===== Excerpted text =====
Studio album by Belinda Carlisle
- Released: August 29, 2025
- Recorded: 2017–2025
- Studios: Los Angeles, United States
- Genres: New wave, pop rock, soft rock
- Length: 35:22
- Language: English
- Label: Edsel
- Producer: Gabe Lopez

Belinda Carlisle chronology
| Kismet (2023) | Once Upon a Time in California (2025) |  |

Singles from Once Upon a Time in California
- "The Air That I Breathe" Released: June 6, 2025; "Get Together" Released: July 17, 2025; "One" Released: August 1, 2025; "Never My Love" Released: August 29, 2025;

= Once Upon a Time in California =

Once Upon a Time in California is the ninth studio album by American singer-songwriter Belinda Carlisle. It is her first English-language studio album since A Woman & a Man (1996) twenty-nine years prior, her first studio album in eight years since Wilder Shores (2017), and her second release recorded in English since her EP Kismet (2023).

== Recording ==
Once Upon a Time in California was recorded in Los Angeles and produced by Gabe Lopez, who produced Carlisle's previous studio album Wilder Shores (2017). The album is by-and-large a cover album. The tracks on the album are covers of famous Californian rock songs from the '60s and '70s, including the timeless hits, "Get Together" and "Never My Love".

Carlisle and Lopez began recording the same year Wilder Shores was released. Once Upon a Time in California was originally planned to be released in 2021 or 2022, but after decades of being apart Carlisle reunited with renowned singer-songwriter Diane Warren, who wrote "I Get Weak" and "World Without You" for Carlisle's second studio album, Heaven On Earth (1987).

Warren finished writing her song "Big Big Love" in 2022 and was looking for the perfect singer to record it, so she worked with Carlisle on releasing the song as the first single for her EP Kismet (2023). After the release of Kismet, Carlisle resumed the recording of Once Upon a Time in California. She later released the album on August 29, 2025, about eight years since the release Wilder Shores.

== Singles ==
The first single from the album, "The Air That I Breathe", is a cover of Albert Hammond and Mike Hazlewood's 1972 song released on June 6, 2025. The single is followed by Carlisle's cover of the Youngbloods' timeless 1967 hit, "Get Together", released on July 17. A third single was released on August 1, "One", a cover of the 1968 jazz classic by Harry Nilsson. The fourth and last single of Once Upon a Time in California, Carlisle's cover of The Association's timeless 1967 hit, "Never My Love", was released on August 29. Carlisle says "Never My Love" reminds her of growing up in California. "I always loved the song and I wanted to put more of a twist on it," she explains, So I thought, ‘Well, maybe let's do some Beach Boys harmonies and layer vocals.’ So that's what we did and it totally worked with the song."
===== Data records =====
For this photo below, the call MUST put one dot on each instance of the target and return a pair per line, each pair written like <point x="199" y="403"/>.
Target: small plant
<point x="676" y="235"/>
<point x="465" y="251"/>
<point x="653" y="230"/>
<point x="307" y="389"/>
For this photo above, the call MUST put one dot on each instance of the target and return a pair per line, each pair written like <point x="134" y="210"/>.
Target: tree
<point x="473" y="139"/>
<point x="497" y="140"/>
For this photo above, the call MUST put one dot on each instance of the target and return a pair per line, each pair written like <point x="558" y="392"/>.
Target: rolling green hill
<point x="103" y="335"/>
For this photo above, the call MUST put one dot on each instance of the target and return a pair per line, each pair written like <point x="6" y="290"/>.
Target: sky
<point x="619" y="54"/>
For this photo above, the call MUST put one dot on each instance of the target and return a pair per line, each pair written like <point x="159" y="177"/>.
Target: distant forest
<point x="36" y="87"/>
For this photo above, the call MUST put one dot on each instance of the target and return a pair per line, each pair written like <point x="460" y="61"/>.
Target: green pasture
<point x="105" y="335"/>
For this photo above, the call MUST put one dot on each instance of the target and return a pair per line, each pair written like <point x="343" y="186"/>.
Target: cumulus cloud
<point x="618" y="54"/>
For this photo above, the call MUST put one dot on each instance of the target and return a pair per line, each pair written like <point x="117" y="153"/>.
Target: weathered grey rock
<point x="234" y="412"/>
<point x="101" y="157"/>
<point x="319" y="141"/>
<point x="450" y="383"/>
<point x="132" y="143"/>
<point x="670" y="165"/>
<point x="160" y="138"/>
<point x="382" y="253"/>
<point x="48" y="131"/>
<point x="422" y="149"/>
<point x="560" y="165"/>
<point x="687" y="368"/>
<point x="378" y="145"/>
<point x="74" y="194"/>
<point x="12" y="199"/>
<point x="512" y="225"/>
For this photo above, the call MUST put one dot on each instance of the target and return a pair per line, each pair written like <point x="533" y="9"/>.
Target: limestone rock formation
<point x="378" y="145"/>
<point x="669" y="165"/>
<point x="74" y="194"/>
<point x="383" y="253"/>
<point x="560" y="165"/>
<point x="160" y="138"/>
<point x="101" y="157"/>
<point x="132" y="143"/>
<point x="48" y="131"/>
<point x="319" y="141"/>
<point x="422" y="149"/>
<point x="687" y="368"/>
=====
===== Data records =====
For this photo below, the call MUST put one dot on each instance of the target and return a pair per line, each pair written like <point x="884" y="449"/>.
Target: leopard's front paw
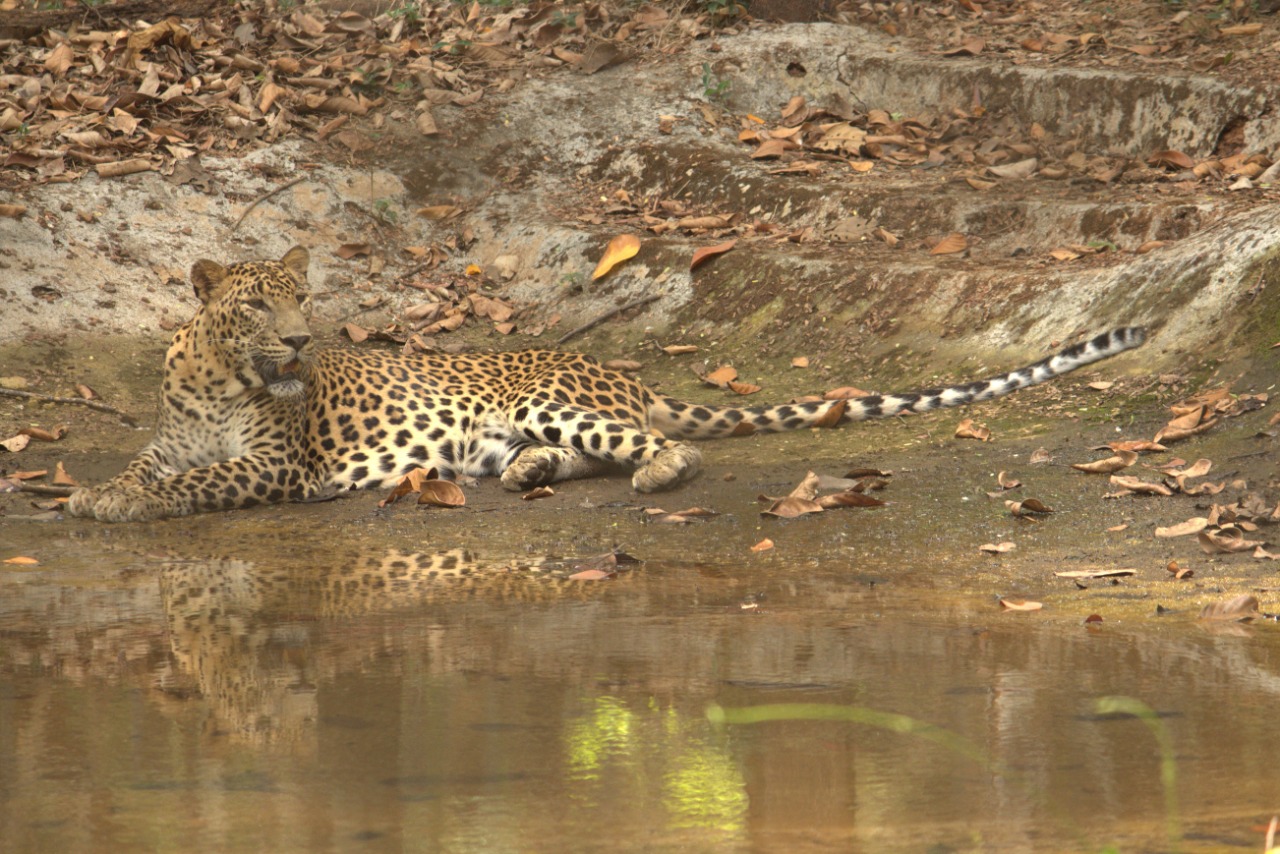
=====
===== Data records =====
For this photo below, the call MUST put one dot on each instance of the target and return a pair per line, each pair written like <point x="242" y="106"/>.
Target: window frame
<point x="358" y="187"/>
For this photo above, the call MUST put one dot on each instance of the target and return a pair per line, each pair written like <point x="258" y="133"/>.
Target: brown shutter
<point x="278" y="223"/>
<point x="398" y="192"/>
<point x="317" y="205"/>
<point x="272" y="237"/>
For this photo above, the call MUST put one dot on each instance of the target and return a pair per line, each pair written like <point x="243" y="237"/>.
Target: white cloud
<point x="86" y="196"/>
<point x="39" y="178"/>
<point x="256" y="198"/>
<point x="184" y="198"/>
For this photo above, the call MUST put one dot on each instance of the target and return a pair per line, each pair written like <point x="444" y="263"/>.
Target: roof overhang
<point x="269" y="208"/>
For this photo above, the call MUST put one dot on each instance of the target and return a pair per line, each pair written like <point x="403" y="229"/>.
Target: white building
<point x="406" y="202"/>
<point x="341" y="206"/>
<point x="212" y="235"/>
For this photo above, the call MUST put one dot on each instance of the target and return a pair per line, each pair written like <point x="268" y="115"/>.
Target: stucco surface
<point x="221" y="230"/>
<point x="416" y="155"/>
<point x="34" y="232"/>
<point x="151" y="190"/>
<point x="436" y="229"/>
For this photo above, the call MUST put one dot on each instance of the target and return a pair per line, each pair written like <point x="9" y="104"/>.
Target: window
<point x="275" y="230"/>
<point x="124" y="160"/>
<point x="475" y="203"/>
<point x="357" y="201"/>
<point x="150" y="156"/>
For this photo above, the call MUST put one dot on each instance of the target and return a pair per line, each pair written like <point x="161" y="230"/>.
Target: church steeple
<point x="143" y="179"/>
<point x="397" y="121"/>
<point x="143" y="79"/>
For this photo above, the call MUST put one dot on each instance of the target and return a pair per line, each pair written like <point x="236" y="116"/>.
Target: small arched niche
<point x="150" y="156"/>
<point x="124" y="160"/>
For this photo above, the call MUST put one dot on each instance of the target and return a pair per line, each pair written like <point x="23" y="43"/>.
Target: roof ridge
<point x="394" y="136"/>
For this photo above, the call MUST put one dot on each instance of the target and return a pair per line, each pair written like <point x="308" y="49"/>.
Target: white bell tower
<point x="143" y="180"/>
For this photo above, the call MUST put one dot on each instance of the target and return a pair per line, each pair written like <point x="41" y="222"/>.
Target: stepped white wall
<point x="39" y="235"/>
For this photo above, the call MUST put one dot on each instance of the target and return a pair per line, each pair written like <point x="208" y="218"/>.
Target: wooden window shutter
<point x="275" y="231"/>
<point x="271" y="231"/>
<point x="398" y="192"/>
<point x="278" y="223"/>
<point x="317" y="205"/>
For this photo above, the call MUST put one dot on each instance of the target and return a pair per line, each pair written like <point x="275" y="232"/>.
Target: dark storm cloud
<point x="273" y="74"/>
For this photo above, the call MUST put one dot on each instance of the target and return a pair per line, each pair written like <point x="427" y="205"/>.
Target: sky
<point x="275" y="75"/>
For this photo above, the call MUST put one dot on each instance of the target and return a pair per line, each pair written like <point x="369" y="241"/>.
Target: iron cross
=====
In one to three sentences, explain why Carlisle added Beach Boys harmonies and layered vocals to "Never My Love," according to the album text. Please answer from the album text alone.

Carlisle says she always loved "Never My Love" and wanted to put more of a twist on it. That led her to try Beach Boys harmonies and layered vocals, which she says totally worked with the song.